» **Records for this exercise**:
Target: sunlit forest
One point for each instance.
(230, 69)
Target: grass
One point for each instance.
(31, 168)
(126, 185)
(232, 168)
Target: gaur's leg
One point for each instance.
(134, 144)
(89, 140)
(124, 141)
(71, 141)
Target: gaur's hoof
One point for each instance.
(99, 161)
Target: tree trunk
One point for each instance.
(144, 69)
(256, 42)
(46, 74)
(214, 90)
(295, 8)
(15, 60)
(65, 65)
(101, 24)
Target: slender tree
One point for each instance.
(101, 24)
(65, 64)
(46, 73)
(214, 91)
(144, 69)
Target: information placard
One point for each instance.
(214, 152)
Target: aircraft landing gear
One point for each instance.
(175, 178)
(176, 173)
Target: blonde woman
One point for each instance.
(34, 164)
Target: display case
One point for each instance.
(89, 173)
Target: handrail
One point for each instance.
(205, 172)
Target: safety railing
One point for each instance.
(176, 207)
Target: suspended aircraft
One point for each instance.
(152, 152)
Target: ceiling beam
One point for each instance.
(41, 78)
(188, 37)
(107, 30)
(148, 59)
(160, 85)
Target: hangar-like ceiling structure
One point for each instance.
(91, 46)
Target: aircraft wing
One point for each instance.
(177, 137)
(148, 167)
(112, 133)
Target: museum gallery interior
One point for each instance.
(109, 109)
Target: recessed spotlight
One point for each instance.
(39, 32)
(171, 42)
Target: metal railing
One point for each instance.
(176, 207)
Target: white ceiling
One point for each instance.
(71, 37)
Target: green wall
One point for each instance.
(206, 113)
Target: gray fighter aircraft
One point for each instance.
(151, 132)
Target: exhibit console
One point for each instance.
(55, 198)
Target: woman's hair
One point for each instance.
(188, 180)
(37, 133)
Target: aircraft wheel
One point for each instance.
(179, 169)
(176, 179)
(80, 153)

» **What you will do**: Word for word, write out all of the data above.

» **Reply to the exercise**:
Target: sunlit forest
One point for each instance.
(230, 69)
Target: grass
One point for each instance.
(31, 168)
(126, 185)
(232, 168)
Target: gaur's leg
One point for each instance.
(134, 144)
(89, 140)
(124, 141)
(71, 141)
Target: gaur's hoof
One point for each instance.
(99, 161)
Target: tree trunk
One point for each instance.
(144, 69)
(256, 42)
(46, 74)
(214, 90)
(295, 8)
(15, 60)
(65, 65)
(101, 24)
Target: slender tree
One point for each instance.
(101, 24)
(65, 64)
(46, 73)
(214, 91)
(144, 69)
Target: information placard
One point for each instance.
(214, 152)
Target: aircraft landing gear
One point for each instance.
(175, 178)
(176, 173)
Target: blonde woman
One point for each instance.
(34, 164)
Target: display case
One point for each instance.
(89, 173)
Target: handrail
One point for each instance.
(205, 172)
Target: safety railing
One point for each instance.
(176, 207)
Target: suspended aircraft
One point for each instance.
(152, 152)
Target: ceiling beam
One point for each instance.
(41, 78)
(188, 37)
(107, 30)
(148, 59)
(160, 85)
Target: hangar-like ceiling structure
One point for each instance.
(91, 46)
Target: aircraft wing
One point for each instance.
(177, 137)
(148, 167)
(112, 133)
Target: museum gallery interior
One point for each instance.
(109, 109)
Target: recessed spotlight
One point for each instance.
(39, 32)
(171, 42)
Target: metal railing
One point for each instance.
(176, 207)
Target: white ceiling
One point for each instance.
(71, 37)
Target: green wall
One point for each instance.
(206, 113)
Target: gray fighter aircraft
One point for each instance.
(151, 132)
Target: exhibit console
One point for each instance.
(55, 198)
Target: woman's hair
One point for each instance.
(188, 180)
(37, 133)
Target: aircraft wheel
One point for each instance.
(179, 169)
(176, 179)
(80, 153)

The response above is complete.